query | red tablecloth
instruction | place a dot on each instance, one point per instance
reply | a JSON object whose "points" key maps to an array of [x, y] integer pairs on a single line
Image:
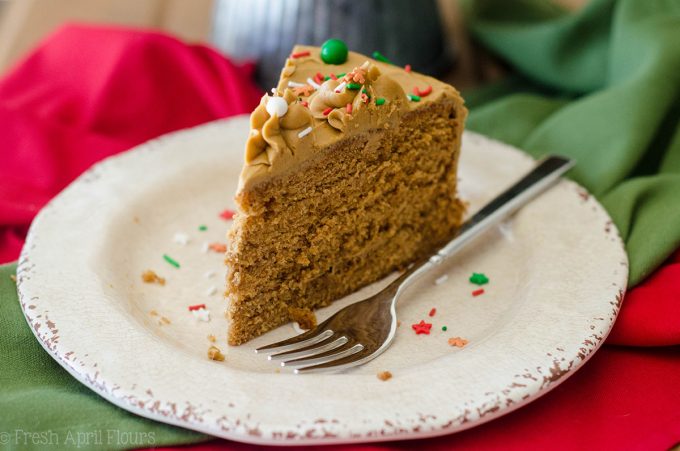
{"points": [[87, 93]]}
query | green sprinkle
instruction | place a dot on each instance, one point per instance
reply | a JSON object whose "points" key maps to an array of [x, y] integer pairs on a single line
{"points": [[380, 57], [170, 260], [479, 278]]}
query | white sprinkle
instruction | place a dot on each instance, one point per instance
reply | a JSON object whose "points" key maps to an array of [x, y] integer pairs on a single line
{"points": [[201, 314], [181, 238], [277, 106], [314, 84], [305, 132], [441, 280]]}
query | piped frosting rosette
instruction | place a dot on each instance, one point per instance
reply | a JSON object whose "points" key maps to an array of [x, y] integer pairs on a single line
{"points": [[275, 125]]}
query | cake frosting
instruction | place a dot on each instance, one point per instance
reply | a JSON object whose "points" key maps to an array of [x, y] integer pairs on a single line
{"points": [[315, 104]]}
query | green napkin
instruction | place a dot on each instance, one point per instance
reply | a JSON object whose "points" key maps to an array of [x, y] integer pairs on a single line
{"points": [[43, 407], [601, 86]]}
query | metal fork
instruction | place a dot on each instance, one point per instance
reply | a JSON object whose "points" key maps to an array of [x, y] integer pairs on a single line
{"points": [[362, 331]]}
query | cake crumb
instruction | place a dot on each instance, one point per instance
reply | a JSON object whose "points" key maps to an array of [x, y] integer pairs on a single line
{"points": [[458, 342], [305, 318], [214, 353], [384, 375], [149, 276]]}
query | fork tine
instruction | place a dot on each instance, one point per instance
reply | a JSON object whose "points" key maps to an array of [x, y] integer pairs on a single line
{"points": [[304, 339], [337, 364], [329, 356], [329, 344]]}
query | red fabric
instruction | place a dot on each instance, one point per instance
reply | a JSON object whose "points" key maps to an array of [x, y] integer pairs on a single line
{"points": [[88, 93]]}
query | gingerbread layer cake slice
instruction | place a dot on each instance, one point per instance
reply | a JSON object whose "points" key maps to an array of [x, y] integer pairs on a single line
{"points": [[349, 174]]}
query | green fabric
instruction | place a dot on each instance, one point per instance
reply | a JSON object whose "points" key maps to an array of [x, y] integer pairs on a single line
{"points": [[39, 396], [601, 86]]}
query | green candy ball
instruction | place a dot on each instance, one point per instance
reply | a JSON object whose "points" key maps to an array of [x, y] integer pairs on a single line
{"points": [[334, 51]]}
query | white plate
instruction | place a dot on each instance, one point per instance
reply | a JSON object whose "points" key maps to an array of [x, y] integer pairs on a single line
{"points": [[558, 272]]}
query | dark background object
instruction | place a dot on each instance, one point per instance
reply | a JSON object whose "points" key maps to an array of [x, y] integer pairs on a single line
{"points": [[405, 31]]}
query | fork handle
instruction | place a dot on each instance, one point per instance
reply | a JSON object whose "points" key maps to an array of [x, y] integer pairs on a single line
{"points": [[546, 172]]}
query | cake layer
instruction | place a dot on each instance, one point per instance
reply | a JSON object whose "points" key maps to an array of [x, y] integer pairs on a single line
{"points": [[350, 214]]}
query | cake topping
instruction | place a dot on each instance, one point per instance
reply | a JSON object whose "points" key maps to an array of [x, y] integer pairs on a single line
{"points": [[334, 51]]}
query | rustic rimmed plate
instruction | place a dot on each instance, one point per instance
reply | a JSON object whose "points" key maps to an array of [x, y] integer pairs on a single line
{"points": [[557, 273]]}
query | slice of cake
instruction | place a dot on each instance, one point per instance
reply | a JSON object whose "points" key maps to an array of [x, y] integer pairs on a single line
{"points": [[350, 174]]}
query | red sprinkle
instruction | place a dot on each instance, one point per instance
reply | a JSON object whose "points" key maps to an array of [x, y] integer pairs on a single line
{"points": [[422, 93], [300, 54], [218, 247], [227, 214]]}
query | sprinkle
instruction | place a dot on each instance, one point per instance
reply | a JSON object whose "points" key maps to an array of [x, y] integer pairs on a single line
{"points": [[181, 238], [458, 342], [227, 214], [305, 132], [380, 57], [384, 375], [479, 278], [214, 352], [313, 83], [422, 328], [150, 276], [424, 92], [170, 260], [300, 54], [220, 248], [201, 315]]}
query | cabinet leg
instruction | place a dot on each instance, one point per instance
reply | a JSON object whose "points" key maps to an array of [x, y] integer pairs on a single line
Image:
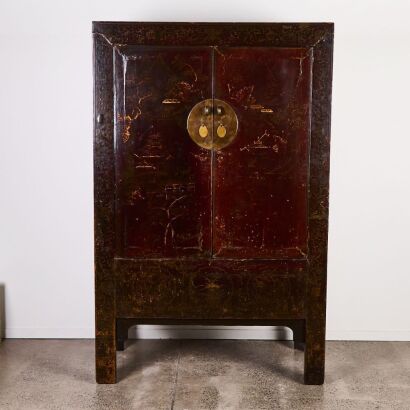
{"points": [[314, 355], [122, 333], [120, 345], [105, 359], [298, 330]]}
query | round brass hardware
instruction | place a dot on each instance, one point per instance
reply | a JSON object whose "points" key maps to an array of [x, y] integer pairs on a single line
{"points": [[212, 124], [203, 131], [221, 131]]}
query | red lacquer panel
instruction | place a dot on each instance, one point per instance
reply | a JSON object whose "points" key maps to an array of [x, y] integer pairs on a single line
{"points": [[260, 180], [163, 180]]}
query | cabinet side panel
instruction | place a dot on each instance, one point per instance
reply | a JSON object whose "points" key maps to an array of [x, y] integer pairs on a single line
{"points": [[104, 237], [315, 305]]}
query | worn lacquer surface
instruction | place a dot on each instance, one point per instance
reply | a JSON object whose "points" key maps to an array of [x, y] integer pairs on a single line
{"points": [[260, 194], [163, 186], [196, 235]]}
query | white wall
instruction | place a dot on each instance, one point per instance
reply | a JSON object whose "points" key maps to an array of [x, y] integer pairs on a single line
{"points": [[46, 229]]}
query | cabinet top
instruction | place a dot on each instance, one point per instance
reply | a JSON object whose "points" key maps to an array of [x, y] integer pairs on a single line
{"points": [[209, 33]]}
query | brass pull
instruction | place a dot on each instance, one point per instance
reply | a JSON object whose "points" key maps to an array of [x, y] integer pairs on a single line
{"points": [[212, 124]]}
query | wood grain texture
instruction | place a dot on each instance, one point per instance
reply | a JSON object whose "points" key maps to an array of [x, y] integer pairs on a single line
{"points": [[151, 268]]}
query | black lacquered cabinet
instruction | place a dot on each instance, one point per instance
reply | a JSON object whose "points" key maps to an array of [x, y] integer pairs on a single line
{"points": [[211, 167]]}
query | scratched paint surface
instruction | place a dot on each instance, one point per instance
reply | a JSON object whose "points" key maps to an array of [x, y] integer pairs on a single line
{"points": [[260, 180], [163, 194]]}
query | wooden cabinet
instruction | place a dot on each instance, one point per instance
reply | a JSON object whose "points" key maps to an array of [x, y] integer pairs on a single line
{"points": [[211, 167]]}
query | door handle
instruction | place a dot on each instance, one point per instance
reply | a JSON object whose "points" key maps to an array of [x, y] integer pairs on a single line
{"points": [[212, 124]]}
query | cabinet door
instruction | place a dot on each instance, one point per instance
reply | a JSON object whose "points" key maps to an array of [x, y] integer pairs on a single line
{"points": [[260, 179], [163, 180]]}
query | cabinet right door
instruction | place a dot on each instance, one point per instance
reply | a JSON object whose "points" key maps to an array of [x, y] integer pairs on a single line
{"points": [[260, 181]]}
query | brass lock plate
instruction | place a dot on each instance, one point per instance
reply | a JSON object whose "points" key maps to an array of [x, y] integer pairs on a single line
{"points": [[212, 124]]}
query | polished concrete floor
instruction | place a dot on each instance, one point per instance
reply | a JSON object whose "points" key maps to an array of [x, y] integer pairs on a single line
{"points": [[200, 374]]}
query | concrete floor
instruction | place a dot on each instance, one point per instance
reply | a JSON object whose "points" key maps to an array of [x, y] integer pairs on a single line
{"points": [[200, 374]]}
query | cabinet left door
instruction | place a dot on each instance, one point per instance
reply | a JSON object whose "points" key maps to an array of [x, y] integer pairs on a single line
{"points": [[163, 179]]}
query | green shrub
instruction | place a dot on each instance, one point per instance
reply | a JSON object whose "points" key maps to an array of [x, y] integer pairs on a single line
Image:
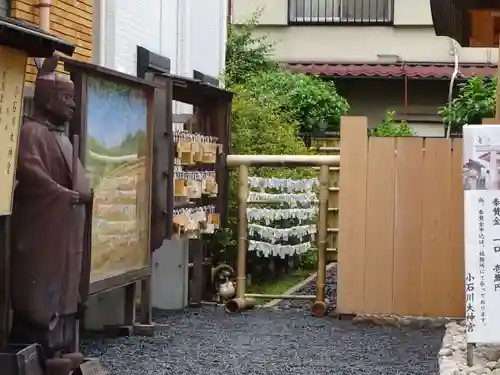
{"points": [[475, 100], [310, 101], [392, 128]]}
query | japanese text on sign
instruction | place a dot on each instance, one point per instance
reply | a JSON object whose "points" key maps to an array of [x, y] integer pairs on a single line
{"points": [[12, 70], [481, 179]]}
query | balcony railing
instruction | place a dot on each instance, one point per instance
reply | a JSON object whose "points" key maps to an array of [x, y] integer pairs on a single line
{"points": [[341, 12]]}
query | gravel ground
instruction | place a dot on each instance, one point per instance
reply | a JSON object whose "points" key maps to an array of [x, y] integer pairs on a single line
{"points": [[268, 342], [310, 289], [284, 340]]}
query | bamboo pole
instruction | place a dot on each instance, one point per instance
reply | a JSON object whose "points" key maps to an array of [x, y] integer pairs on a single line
{"points": [[281, 296], [282, 160], [319, 307], [240, 302], [242, 232]]}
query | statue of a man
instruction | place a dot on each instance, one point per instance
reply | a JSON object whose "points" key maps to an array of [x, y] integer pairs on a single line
{"points": [[48, 222]]}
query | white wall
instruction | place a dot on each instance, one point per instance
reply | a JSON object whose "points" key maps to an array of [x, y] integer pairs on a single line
{"points": [[191, 33], [412, 37]]}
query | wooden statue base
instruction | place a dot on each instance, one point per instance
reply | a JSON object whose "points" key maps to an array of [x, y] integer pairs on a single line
{"points": [[27, 359], [21, 360]]}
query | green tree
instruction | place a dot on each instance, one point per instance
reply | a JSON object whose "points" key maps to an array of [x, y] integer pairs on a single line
{"points": [[475, 101], [392, 128], [310, 101]]}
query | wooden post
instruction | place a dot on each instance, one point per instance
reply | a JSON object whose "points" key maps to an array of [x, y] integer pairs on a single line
{"points": [[352, 205], [242, 232]]}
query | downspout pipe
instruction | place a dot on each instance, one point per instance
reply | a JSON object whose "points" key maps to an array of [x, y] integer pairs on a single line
{"points": [[44, 14], [454, 75]]}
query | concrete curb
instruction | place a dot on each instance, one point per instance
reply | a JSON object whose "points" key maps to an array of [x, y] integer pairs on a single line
{"points": [[294, 289]]}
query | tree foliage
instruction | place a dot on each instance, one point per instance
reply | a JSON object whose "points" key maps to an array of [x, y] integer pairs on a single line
{"points": [[475, 100], [270, 105], [392, 128], [311, 102]]}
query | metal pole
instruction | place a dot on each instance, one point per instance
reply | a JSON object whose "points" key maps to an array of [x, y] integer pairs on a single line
{"points": [[319, 307]]}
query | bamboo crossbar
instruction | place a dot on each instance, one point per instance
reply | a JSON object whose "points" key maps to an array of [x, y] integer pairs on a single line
{"points": [[283, 160], [281, 296]]}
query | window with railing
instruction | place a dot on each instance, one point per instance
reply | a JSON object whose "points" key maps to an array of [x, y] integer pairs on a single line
{"points": [[378, 12]]}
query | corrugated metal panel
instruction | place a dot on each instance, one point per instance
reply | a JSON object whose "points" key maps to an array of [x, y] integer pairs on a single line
{"points": [[392, 70]]}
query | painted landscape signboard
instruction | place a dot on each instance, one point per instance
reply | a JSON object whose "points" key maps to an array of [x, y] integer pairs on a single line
{"points": [[117, 165]]}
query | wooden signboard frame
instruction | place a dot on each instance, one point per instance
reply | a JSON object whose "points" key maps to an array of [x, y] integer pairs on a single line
{"points": [[212, 110], [80, 74]]}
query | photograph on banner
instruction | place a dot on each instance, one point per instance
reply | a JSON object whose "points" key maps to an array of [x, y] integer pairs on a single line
{"points": [[481, 183]]}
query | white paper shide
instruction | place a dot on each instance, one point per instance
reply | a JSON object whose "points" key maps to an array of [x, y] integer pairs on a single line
{"points": [[481, 182]]}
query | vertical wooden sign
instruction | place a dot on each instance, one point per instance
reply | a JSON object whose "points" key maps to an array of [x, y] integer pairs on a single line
{"points": [[12, 71]]}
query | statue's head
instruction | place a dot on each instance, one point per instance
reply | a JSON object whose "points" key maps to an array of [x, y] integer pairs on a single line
{"points": [[54, 93]]}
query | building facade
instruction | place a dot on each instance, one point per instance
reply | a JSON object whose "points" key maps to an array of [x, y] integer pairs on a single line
{"points": [[70, 20], [383, 54], [191, 33]]}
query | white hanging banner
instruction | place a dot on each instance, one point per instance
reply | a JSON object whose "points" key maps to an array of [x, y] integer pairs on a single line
{"points": [[291, 199], [268, 249], [270, 215], [274, 235], [481, 182], [283, 184]]}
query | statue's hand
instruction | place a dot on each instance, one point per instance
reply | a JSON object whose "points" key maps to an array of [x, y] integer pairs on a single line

━━━

— AIM OF THE TASK —
After reading through the material, report every line that holds "railing".

— SOLVED EXERCISE —
query | balcony railing
query | window with railing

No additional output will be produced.